━━━ Page ━━━

= Phonetic complement =

Pronunciation guide accompanying logographic writing

A phonetic complement is a phonetic symbol used to disambiguate word characters (logograms) that have multiple readings, in mixed logographic-phonetic scripts such as Egyptian hieroglyphs, Akkadian cuneiform, Linear B, Japanese, and Mayan. Often they disambiguate an ideogram by spelling out the first or last syllable of the word; occasionally (as in Linear B) they may instead abbreviate an adjective that modifies the logogram.

Written English has few logograms, primarily numerals, and therefore few phonetic complements. An example is the nd of 2nd 'second', which avoids ambiguity with 2 standing for the word 'two'. In addition to numerals, other examples include Xmas, Xianity, and Xing for Christmas, Christianity, and Crossing – note the separate readings Christ and Cross.

==In cuneiform==
In Sumerian, the single word kur (𒆳) had two main meanings: 'hill' and 'country'. Akkadian, however, had separate words for these two meanings: šadú 'hill' and mātu 'country'. When Sumerian cuneiform was adapted (known as orthographic borrowing) for writing Akkadian, this was ambiguous because both words were written with the same character (𒆳, conventionally transcribed KUR, after its Sumerian pronunciation). To alert the reader as to which Akkadian word was intended, the phonetic complement -ú was written after KUR if 'hill' was intended, so that the characters KUR-ú were pronounced šadú, whereas KUR without a phonetic complement was understood to mean mātu 'country'.

Phonetic complements also indicated the Akkadian nominative and genitive cases. Similarly, Hittite cuneiform occasionally uses phonetic complements to attach Hittite case endings to Sumerograms and Akkadograms.

Phonetic complements should not be confused with determinatives (which were also used to disambiguate) since determinatives were used specifically to indicate the category of the word they preceded or followed. For example, the sign DINGIR (𒀭) often precedes names of gods, as LUGAL (𒈗) does for kings. It is believed that determinatives were not pronounced.

==In Japanese==

As in Akkadian, Japanese borrowed a logographic script, Chinese, designed for a very different language. The Chinese phonetic components built into these kanji (漢字) do not work when they are pronounced in Japanese, and there is not a one-to-one relationship between them and the Japanese words they represent.

For example, the kanji 生, pronounced shō or sei in borrowed Chinese vocabulary, stands for several native Japanese words as well. When these words have inflectional endings (verbs/adjectives and adverbs), the end of the stem is written phonetically:
- 生 nama 'raw' or ki 'alive'
- 生う [生u] o-u 'expand'
- 生きる [生kiru] i-kiru 'live'
- 生かす [生kasu] i-kasu 'make use of'
- 生ける [生keru] i-keru 'living, arrange'
- 生む　[生mu] u-mu 'produce, give birth to'
- 生まれる or 生れる [生mareru or 生reru] u-mareru or uma-reru 'be born'
- 生える [生eru] ha-eru 'grow' (intransitive)
- 生やす [生yasu] ha-yasu 'grow' (transitive)
as well as the hybrid Chinese-Japanese word
- 生じる [生jiru] shō-jiru 'occur'
Note that some of these verbs share a kanji reading (i, u, and ha), and okurigana are conventionally picked to maximize these sharings.

━━━ Information provided ━━━

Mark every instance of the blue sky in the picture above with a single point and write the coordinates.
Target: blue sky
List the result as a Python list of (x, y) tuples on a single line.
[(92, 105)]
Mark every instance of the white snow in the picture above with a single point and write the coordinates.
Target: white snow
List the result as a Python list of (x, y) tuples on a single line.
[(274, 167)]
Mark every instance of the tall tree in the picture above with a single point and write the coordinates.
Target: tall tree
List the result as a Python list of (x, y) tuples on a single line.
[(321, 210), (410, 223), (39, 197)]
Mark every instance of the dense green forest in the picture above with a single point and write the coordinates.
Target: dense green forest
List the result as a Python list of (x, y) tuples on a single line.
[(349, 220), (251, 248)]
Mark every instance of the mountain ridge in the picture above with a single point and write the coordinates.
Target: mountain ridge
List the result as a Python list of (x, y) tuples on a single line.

━━━
━━━ Information provided ━━━

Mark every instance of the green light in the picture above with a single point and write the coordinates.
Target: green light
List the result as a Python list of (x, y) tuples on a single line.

━━━

> **What the exercise asks**: Continue the article on phonetic complements from where it stops, after the note on okurigana and shared kanji readings.

> **The output**:
These phonetic characters are called okurigana. They are used even when the inflection of the stem can be determined by a following inflectional suffix, so the primary function of okurigana for many kanji is that of a phonetic complement.

Generally it is the final syllable containing the inflectional ending is written phonetically. However, in adjectival verbs ending in -shii (-しい), and in those verbs ending in -ru (-る) in which this syllable drops in derived nouns, the final two syllables are written phonetically. There are also irregularities. For example, the word umareru 'be born' is derived from umu 'to bear, to produce'. As such, it may be written 生まれる [生mareru], reflecting its derivation, or 生れる [生reru], as with other verbs ending in elidable -ru.

==In Phono-Semantic Characters==

===In Chinese===
Chinese never developed a system of purely phonetic characters. Instead, about 90% of Chinese characters are compounds of a determinative (called a 'radical'), which may not exist independently, and a phonetic complement indicates the approximate pronunciation of the morpheme. However, the phonetic element is basic, and these might be better thought of as characters used for multiple near homonyms, the identity of which is constrained by the determiner. Due to sound changes over the last several millennia, the phonetic complements are not a reliable guide to pronunciation. Also, sometimes it is not obvious at all where the phonetic complements reside, for instance, the phonetic complement in 聽 is 𡈼, in 類 is 頪, and in 勝 is 朕, etc.

===In Vietnamese===
Chữ Nôm of Vietnamese is almost all constructed as phono-semantic characters, whose phonetic component and semantic component are usually individual unabridged Chinese characters (like the Chữ Nôm 𣎏 and 𣩂), instead of often radicals as in Sinographs.

===In Korean===
A handful of Korean gukja are also constructed as phono-semantic characters, such as 乭 (pronounced as 돌, dol) whose phonetic complement is the bottom 乙.

===In Japanese===
Some of Japanese Kokuji are phono-semantic characters, like 働, 腺, 鑓, whose phonetic complement is 動, 泉, 遣 respectively.

==In the Maya Script==

The Maya Script, the logosyllabic orthography of the Maya Civilization, used phonetic complements extensively and phonetic complements could be used synharmonically or disharmonically. The former is exemplified by the placement of the syllabogram for ma underneath the logogram for "jaguar" (in Classic Maya, BALAM): thus, though pronounced "BALAM", the word for "jaguar" was spelled "BALAM-m(a)". Disharmonic spellings also existed in the Maya Script.

Two different ways of writing the word bʼalam 'jaguar' in the Maya script – first, as a logogram representing the entire word with the single glyph bʼalam, and then, phonetically using the three syllable signs bʼa, la, and ma

Three ways to write bʼalam using combinations of the logogram with the syllabic signs as phonetic complements. The usage is analogous to Sinographs with okurigana in Japanese, and Sumerogram in Akkadian.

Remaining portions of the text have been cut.